Supplied text –
+ + + + +

Metric What to look for
Pipeline first-attempt pass rate Should climb toward 95%+
Number of quarantined tests Should decrease to zero as tests are fixed or replaced
Pipeline reruns per week Should drop to near zero
Build duration Should decrease as retries are removed
Development cycle time Should decrease as developers stop waiting for reruns
Developer trust survey Ask quarterly: “Do you trust the test suite to catch real problems?” Answers should improve.

4 - Inverted Test Pyramid

Most tests are slow end-to-end or UI tests. Few unit tests. The test suite is slow, brittle, and expensive to maintain.

Category: Testing & Quality | Quality Impact: High

What This Looks Like

The team has tests, but the wrong kind. Running the full suite takes 30 minutes or more. Tests fail randomly. Developers rerun the pipeline and hope for green. When a test fails, the first question is “is that a real failure or a flaky test?” rather than “what did I break?”

Common variations:

  • The ice cream cone. Most testing is manual. Below that, a large suite of end-to-end browser tests. A handful of integration tests. Almost no unit tests. The manual testing takes days, the E2E suite takes hours, and nothing runs fast enough to give developers feedback while they code.
  • The E2E-first approach. The team believes end-to-end tests are “real” tests because they test the “whole system.” Unit tests are dismissed as “not testing anything useful” because they use mocks. The result is a suite of 500 Selenium tests that take 45 minutes and fail 10% of the time.
  • The integration test swamp. Every test boots a real database, calls real services, and depends on shared test environments. Tests are slow because they set up and tear down heavy infrastructure. They are flaky because they depend on network availability and shared mutable state.

+ + + + +

Exercise objective –
Write out the part of the test pyramid text word for word, starting with "What This Looks" and going on through "of the time.".

(Labels for object points)
+ + + + +

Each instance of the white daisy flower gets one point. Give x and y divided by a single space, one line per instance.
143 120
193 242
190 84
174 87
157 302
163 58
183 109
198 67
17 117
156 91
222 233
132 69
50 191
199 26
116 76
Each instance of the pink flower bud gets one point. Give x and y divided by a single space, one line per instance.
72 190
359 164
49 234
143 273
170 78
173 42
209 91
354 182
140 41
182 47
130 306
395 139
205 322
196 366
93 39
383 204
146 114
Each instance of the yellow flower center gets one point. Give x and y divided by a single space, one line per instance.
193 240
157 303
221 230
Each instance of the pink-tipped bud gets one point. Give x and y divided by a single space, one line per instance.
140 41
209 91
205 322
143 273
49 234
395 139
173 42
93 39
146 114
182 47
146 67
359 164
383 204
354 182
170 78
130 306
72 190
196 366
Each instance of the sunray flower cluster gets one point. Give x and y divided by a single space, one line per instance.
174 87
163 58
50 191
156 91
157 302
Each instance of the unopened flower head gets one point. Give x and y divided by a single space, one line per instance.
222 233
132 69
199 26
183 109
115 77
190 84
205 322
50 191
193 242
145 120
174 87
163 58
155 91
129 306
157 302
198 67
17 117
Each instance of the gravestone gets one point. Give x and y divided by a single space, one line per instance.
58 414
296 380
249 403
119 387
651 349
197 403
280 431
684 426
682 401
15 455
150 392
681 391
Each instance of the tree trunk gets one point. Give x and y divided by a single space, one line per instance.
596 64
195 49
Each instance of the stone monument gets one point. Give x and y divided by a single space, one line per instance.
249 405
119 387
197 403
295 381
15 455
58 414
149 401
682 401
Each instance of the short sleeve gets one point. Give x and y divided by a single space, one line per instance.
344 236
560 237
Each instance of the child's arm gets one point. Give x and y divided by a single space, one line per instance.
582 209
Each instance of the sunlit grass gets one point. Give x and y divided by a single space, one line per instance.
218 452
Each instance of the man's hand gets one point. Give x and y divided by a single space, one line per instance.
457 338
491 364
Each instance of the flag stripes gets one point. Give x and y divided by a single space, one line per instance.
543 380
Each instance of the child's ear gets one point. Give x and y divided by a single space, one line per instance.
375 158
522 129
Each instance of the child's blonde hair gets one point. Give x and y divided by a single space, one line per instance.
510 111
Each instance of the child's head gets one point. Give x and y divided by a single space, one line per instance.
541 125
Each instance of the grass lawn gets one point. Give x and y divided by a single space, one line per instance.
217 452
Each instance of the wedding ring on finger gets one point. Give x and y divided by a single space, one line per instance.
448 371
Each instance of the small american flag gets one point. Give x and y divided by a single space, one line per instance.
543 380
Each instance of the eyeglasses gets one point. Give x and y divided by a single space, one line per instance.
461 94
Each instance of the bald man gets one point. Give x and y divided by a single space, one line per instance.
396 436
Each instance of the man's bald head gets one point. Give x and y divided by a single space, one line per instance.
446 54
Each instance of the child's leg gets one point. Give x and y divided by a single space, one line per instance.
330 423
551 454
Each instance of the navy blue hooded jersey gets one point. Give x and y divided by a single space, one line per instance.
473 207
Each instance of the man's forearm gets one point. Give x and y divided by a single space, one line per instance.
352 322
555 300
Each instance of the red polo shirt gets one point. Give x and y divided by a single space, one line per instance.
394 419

+ + + + +

Answer to the problem –
What This Looks Like

The team has tests, but the wrong kind. Running the full suite takes 30 minutes or more. Tests fail randomly. Developers rerun the pipeline and hope for green. When a test fails, the first question is “is that a real failure or a flaky test?” rather than “what did I break?”

Common variations:

  • The ice cream cone. Most testing is manual. Below that, a large suite of end-to-end browser tests. A handful of integration tests. Almost no unit tests. The manual testing takes days, the E2E suite takes hours, and nothing runs fast enough to give developers feedback while they code.
  • The E2E-first approach. The team believes end-to-end tests are “real” tests because they test the “whole system.” Unit tests are dismissed as “not testing anything useful” because they use mocks. The result is a suite of 500 Selenium tests that take 45 minutes and fail 10% of the time.